ÉNONCÉ ÉCRIT 1 – Relevez tous les noms de lieux géographiques qui figurent dans le texte sur Wu Lihong.
ÉNONCÉ ÉCRIT 2 – Recopiez fidèlement le passage du texte sur Wu Lihong qui va de « Tortures physiques, procès » jusqu'à « dans le Jiangsu. » inclus.

TEXTE EXTRAIT –
►

Tortures physiques, procès bâclé, déni permanent de ses droits les plus élémentaires. Le militant écologiste Wu Lihong, l'un des premiers à avoir dénoncé les dégâts de la pollution dans le lac Taihu en 2007, veut que la lumière soit faite sur ses conditions d'incarcération, jusqu'à sa libération le 12 avril. " Pendant trois ans, j'ai été confiné dans une pièce sans fenêtre de 20 m2, où il était strictement interdit de me parler ", a-t-il raconté au Monde lors d'un long entretien téléphonique depuis sa maison familiale dans le village de Zhoutie, près de Yixing, dans le Jiangsu.
Placé sous un régime dit de " contrôle disciplinaire " pendant la quasi-totalité de sa détention, il a dû manger tous ses repas en une minute et demie, dans un bol placé à même le sol; demander une autorisation pour boire; courir en rond, les jours de grande chaleur, dans la cour de la prison jusqu'à l'épuisement. La lecture lui était interdite, ainsi que tout matériel lui permettant d'écrire.

◄

DONNÉES FOURNIES –
►

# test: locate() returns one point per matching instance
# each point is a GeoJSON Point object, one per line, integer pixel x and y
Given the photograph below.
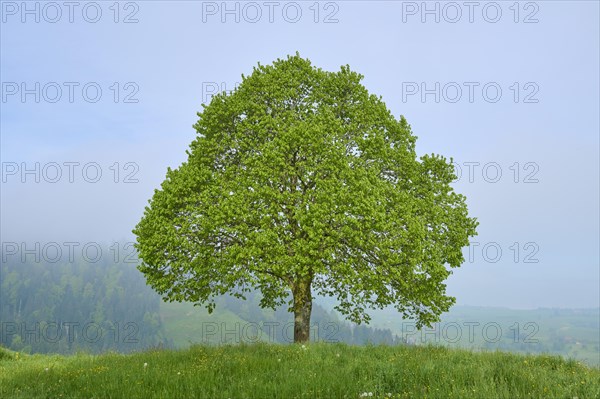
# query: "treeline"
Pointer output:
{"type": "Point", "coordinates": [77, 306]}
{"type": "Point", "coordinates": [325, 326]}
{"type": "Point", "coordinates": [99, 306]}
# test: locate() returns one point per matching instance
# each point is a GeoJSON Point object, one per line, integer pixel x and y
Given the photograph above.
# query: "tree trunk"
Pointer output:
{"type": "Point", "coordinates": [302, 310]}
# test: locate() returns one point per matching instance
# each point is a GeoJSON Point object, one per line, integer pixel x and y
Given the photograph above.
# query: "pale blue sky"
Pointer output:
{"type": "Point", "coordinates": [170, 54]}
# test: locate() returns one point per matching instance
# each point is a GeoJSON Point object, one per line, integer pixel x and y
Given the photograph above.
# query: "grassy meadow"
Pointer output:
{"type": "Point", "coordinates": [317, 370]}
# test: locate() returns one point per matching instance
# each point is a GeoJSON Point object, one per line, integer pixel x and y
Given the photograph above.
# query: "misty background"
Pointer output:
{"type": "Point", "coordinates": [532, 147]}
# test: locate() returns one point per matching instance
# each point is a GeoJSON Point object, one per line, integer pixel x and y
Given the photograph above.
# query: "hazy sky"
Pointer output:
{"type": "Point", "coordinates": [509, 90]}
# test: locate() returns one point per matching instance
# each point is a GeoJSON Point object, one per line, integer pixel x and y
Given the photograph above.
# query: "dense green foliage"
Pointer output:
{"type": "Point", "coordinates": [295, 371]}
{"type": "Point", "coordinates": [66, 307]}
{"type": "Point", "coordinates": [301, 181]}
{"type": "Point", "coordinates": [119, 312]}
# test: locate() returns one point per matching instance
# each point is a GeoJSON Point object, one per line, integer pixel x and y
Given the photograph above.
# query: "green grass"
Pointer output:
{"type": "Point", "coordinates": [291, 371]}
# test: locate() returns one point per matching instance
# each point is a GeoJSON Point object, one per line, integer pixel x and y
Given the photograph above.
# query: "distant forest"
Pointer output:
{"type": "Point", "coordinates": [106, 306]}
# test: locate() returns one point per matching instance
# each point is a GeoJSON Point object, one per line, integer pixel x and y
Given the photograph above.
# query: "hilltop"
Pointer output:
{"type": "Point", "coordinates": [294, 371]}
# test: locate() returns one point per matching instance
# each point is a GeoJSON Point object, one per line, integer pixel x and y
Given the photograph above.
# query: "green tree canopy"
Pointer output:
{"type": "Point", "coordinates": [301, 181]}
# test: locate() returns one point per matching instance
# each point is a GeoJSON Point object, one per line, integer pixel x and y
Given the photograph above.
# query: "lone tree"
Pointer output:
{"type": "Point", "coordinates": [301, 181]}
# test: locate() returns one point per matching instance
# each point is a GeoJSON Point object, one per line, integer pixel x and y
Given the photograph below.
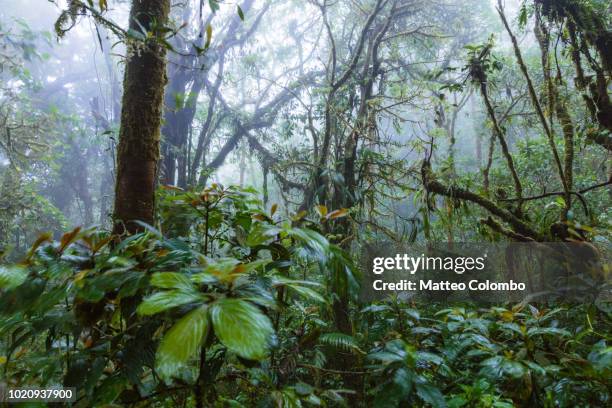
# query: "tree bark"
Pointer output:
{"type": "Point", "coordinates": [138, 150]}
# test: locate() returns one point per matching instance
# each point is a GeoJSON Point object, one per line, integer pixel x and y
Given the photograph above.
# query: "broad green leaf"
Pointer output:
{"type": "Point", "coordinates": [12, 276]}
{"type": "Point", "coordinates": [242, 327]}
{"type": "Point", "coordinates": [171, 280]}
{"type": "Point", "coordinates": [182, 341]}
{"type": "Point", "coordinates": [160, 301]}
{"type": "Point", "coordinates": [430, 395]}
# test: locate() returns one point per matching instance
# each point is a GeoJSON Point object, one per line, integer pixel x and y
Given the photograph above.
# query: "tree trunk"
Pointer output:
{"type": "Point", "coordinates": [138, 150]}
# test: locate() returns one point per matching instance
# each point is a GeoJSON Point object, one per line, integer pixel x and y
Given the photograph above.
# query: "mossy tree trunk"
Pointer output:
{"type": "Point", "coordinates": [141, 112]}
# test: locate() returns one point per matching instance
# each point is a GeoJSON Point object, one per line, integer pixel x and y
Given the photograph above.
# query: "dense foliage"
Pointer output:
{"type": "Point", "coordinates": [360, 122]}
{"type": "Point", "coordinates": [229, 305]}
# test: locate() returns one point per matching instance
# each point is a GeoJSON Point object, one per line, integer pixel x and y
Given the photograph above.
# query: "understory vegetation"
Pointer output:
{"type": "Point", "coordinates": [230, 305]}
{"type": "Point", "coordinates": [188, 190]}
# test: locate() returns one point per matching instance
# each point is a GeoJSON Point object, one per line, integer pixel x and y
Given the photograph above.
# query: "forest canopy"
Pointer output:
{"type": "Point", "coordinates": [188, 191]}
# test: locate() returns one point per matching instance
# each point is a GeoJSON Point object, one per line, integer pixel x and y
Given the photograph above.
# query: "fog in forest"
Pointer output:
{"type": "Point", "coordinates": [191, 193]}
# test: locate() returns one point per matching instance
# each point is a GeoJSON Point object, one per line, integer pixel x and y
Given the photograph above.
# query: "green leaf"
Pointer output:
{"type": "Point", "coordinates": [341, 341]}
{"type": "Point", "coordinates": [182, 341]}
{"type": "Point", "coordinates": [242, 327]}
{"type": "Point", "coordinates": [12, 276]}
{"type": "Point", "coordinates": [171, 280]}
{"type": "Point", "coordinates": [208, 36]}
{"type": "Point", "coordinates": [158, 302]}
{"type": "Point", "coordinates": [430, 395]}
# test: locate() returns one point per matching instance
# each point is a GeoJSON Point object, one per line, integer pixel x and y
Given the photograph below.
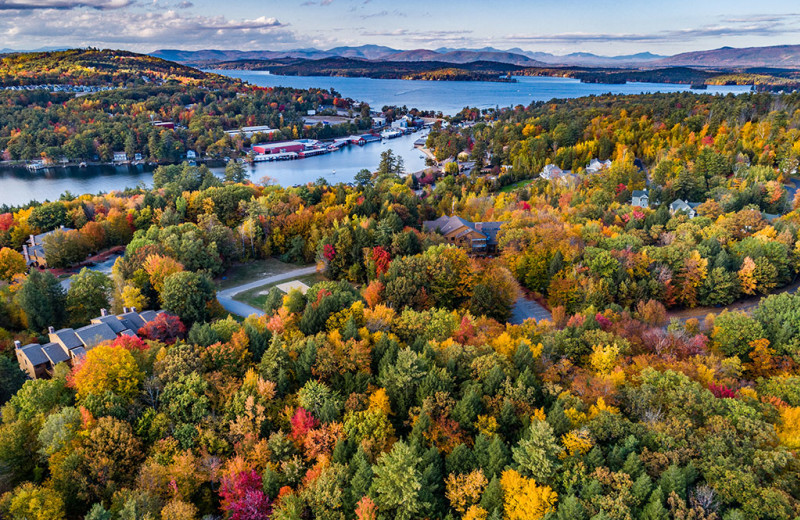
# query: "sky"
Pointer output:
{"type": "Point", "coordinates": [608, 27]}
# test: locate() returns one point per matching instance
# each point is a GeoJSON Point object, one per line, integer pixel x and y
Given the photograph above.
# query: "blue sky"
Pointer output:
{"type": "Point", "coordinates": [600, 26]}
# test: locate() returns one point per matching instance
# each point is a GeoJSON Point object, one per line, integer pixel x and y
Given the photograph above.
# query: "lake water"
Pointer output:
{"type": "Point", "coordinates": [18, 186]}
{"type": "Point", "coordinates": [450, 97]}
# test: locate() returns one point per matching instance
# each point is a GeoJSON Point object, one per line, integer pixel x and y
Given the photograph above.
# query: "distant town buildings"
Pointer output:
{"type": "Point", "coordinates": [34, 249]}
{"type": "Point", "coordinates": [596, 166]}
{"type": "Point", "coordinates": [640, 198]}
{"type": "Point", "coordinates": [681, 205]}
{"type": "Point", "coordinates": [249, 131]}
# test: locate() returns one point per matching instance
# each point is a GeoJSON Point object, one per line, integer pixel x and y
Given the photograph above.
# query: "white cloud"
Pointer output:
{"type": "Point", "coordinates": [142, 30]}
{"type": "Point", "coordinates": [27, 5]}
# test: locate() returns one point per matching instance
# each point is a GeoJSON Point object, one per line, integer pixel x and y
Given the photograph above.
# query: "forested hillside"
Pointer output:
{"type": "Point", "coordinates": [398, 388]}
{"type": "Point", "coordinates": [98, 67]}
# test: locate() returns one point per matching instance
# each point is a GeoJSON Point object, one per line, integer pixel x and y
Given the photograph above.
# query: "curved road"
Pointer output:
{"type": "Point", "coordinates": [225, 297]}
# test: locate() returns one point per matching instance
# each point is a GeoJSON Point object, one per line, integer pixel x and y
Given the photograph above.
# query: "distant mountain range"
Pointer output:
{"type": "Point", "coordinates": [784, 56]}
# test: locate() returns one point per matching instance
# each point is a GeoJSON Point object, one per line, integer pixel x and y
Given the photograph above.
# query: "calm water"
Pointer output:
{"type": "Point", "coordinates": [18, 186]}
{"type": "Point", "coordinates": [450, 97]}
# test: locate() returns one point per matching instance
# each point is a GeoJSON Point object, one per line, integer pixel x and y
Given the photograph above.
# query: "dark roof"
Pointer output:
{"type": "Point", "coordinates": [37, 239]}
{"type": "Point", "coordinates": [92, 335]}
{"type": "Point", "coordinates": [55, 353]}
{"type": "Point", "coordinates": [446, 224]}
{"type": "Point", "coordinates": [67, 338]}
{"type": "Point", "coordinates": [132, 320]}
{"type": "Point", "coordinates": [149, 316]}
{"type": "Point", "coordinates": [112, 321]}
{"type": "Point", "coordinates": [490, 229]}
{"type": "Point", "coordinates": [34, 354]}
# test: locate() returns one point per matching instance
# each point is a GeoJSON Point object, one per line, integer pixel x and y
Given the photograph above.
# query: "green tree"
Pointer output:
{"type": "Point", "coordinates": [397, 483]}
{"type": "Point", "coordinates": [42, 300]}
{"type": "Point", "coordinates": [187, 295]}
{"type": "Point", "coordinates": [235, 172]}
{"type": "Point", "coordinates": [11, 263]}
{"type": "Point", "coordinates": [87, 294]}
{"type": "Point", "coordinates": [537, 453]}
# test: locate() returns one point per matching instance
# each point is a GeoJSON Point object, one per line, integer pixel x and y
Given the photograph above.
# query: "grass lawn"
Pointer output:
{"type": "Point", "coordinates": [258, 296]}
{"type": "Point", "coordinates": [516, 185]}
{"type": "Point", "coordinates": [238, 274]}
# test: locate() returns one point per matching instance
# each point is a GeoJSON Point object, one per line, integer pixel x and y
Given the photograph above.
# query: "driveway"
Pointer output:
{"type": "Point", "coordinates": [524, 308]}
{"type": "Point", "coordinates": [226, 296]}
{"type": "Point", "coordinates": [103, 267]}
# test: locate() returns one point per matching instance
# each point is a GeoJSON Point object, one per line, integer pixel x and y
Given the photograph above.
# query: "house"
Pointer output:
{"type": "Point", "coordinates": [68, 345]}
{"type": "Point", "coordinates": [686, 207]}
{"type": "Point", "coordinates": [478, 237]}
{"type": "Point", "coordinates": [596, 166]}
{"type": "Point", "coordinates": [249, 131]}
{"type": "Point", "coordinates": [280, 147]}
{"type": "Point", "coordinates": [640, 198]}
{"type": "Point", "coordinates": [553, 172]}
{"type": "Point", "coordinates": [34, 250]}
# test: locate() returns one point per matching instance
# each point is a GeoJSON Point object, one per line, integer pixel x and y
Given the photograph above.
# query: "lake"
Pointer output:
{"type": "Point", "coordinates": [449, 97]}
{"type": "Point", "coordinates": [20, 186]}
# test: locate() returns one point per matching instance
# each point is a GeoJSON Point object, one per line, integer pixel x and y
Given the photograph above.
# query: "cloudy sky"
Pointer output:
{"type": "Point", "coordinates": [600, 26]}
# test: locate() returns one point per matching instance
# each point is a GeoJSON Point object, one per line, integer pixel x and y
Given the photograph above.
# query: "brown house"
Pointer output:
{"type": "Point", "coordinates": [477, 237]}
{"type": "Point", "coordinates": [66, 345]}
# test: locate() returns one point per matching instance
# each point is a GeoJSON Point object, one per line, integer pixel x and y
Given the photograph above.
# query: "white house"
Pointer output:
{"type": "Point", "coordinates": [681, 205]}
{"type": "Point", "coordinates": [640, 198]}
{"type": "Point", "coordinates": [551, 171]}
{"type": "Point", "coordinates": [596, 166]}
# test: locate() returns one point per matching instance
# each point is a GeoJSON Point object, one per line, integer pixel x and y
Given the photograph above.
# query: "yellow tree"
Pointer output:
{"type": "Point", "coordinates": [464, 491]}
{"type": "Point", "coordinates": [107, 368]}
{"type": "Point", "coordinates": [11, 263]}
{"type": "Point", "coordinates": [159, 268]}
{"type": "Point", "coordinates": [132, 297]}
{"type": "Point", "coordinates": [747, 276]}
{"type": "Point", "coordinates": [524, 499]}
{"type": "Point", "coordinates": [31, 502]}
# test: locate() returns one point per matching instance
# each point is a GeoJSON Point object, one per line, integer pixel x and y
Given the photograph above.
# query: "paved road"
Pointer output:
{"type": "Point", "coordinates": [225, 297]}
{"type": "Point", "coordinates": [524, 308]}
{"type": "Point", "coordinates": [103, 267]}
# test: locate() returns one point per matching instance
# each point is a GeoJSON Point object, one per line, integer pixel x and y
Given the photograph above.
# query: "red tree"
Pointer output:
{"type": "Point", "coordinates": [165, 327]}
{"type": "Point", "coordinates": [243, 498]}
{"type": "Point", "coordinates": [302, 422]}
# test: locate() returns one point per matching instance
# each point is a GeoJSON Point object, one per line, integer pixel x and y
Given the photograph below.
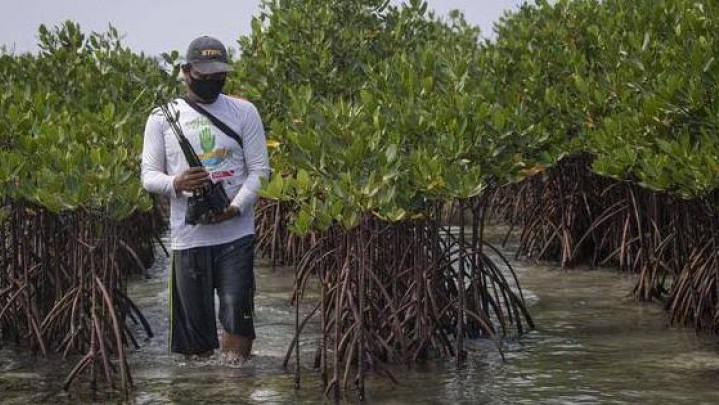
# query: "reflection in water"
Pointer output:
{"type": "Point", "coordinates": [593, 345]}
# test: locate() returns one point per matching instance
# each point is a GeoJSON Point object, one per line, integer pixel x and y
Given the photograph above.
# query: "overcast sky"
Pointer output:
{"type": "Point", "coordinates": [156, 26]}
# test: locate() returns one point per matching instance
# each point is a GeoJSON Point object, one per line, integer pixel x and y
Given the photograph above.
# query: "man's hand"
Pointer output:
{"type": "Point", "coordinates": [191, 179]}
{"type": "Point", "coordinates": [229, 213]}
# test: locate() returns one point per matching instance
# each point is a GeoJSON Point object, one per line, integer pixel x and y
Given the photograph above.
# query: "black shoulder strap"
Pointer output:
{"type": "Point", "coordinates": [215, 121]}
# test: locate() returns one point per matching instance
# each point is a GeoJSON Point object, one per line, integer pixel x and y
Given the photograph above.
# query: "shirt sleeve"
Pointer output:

◄

RÉSULTAT DE L'EXERCICE 1 –
- le lac Taihu
- Zhoutie
- Yixing
- le Jiangsu

RÉSULTAT DE L'EXERCICE 2 –
Tortures physiques, procès bâclé, déni permanent de ses droits les plus élémentaires. Le militant écologiste Wu Lihong, l'un des premiers à avoir dénoncé les dégâts de la pollution dans le lac Taihu en 2007, veut que la lumière soit faite sur ses conditions d'incarcération, jusqu'à sa libération le 12 avril. " Pendant trois ans, j'ai été confiné dans une pièce sans fenêtre de 20 m2, où il était strictement interdit de me parler ", a-t-il raconté au Monde lors d'un long entretien téléphonique depuis sa maison familiale dans le village de Zhoutie, près de Yixing, dans le Jiangsu.